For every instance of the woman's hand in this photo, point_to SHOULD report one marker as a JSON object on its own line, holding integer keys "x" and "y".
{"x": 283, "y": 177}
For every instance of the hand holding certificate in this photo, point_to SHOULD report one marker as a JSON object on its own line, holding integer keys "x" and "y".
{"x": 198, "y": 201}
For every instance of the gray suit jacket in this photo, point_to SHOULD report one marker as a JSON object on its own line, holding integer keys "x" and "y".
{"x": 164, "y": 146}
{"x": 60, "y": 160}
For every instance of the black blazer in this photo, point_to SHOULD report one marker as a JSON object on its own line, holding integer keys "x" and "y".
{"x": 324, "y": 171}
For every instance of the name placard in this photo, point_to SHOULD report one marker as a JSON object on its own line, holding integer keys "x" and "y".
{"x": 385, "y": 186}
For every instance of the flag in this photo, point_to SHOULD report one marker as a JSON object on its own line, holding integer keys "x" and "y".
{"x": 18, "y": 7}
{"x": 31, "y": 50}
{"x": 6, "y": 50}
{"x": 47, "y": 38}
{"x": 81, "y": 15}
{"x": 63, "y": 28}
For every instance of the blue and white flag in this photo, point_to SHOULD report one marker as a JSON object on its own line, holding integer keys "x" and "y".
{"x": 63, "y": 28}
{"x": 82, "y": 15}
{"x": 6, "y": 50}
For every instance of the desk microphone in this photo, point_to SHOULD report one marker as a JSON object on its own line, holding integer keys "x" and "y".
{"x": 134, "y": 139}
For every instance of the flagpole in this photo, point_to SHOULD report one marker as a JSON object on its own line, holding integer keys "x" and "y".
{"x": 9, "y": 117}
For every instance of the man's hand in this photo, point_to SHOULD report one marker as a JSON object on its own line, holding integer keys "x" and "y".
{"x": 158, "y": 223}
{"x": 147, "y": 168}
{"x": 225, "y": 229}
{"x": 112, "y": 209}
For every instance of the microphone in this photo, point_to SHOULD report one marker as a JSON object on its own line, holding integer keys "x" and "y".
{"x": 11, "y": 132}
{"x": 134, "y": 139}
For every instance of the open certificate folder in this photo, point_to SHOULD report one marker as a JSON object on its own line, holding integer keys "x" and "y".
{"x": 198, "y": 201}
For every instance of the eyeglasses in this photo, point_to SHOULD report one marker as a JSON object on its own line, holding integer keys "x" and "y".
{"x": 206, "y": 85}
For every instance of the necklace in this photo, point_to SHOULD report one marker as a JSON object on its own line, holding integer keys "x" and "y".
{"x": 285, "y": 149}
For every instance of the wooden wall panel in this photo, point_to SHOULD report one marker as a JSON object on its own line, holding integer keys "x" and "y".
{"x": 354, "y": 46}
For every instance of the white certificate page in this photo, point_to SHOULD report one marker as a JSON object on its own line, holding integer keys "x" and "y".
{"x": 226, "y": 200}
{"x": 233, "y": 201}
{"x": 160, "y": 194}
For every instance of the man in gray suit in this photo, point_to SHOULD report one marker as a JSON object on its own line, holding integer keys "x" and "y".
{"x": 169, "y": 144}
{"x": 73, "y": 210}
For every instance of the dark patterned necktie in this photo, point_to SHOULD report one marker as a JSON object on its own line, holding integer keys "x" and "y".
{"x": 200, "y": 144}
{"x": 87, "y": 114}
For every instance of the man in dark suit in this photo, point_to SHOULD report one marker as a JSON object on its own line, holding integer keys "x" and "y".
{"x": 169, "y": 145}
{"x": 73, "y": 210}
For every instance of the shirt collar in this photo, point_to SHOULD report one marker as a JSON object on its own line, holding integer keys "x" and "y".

Exercise goal: What is wanted is the full set of entries above, reproduced exactly.

Solution to the exercise:
For every instance of the woman's hand in this photo, point_to SHOULD report one marker as a JSON object on its own line, holding integer keys "x" and "y".
{"x": 283, "y": 177}
For every instance of the hand holding certificate in this photo, point_to SHOULD report one marker as a JSON object on its own line, holding integer keys "x" and "y".
{"x": 198, "y": 201}
For every instance of the gray suit jacket in this photo, point_to SHOULD report one marker as a JSON object on its own line, holding integer keys "x" and "y".
{"x": 164, "y": 146}
{"x": 60, "y": 160}
For every instance of the black blazer in this photo, point_to SHOULD report one marker as a JSON object on its own line, holding integer keys "x" and "y".
{"x": 324, "y": 171}
For every instance of the name placard in this photo, point_to SHOULD report one marker as a JSON object on its own line, holding integer keys "x" and "y".
{"x": 385, "y": 186}
For every instance of the flag in this photo, point_to SHOULD report one marker as a JSON object on its own line, holding integer keys "x" and "y".
{"x": 18, "y": 7}
{"x": 31, "y": 50}
{"x": 6, "y": 50}
{"x": 47, "y": 38}
{"x": 81, "y": 15}
{"x": 63, "y": 28}
For every instance of the blue and white flag in this photo, point_to SHOULD report one marker as a JSON object on its own line, holding integer keys "x" and "y".
{"x": 63, "y": 28}
{"x": 82, "y": 15}
{"x": 6, "y": 50}
For every instance of the desk microphone in this photo, point_to SHOULD report one marker as a JSON object on its own line, holding integer keys "x" and "y".
{"x": 134, "y": 139}
For every instance of the flagpole in this photo, point_to SHOULD report one marker as a JSON object on its own line, holding integer keys "x" and "y".
{"x": 9, "y": 117}
For every instance of the man's hand in this photo, point_to SHOULD report one marker as a JSON object on its own line, holding integer keys "x" and "y".
{"x": 158, "y": 223}
{"x": 147, "y": 168}
{"x": 225, "y": 229}
{"x": 112, "y": 209}
For every instance of the microphone in this photo, point_to SHOULD report one marker as a JSON object on its own line, holding integer keys "x" and "y".
{"x": 11, "y": 132}
{"x": 134, "y": 139}
For every instance of the open certificate folder in this photo, point_to SHOULD report one marker as a JSON object on its own line, holding integer keys "x" and "y".
{"x": 198, "y": 201}
For every instance of the eyeglasses in this photo, point_to SHOULD report one marker as a JSON object on its own line, holding integer keys "x" and "y".
{"x": 206, "y": 85}
For every instance of the necklace in this photo, point_to SHOULD report one marker as a JSON object on its own line, holding integer keys "x" and "y".
{"x": 285, "y": 149}
For every instance of the wooden wall panel in this photo, point_to SHOULD report one marker as a JSON object on its own line, holding integer keys "x" and "y".
{"x": 354, "y": 46}
For every instance of the white certificate page in this photo, point_to SHOULD report one marker as a JSON object on its own line, holding integer keys "x" and "y".
{"x": 226, "y": 200}
{"x": 233, "y": 201}
{"x": 160, "y": 194}
For every instance of the man in gray suit in this photo, point_to SHOULD report one marker as a JSON object on its own line, holding integer keys "x" and "y".
{"x": 169, "y": 144}
{"x": 73, "y": 210}
For every instance of the dark patterned necktie in this photo, point_to SHOULD report one marker as a JSON object on its own line, holding integer keys "x" and "y".
{"x": 200, "y": 144}
{"x": 87, "y": 114}
For every instance of the man in dark suit in this photo, point_to SHOULD report one marker as a JSON object on its own line, holding integer keys "x" and "y".
{"x": 169, "y": 145}
{"x": 73, "y": 210}
For every instance of the shirt collar in this photo, point_to SHOULD report one marker as a JSON object on its own line, holding integer keys "x" and "y".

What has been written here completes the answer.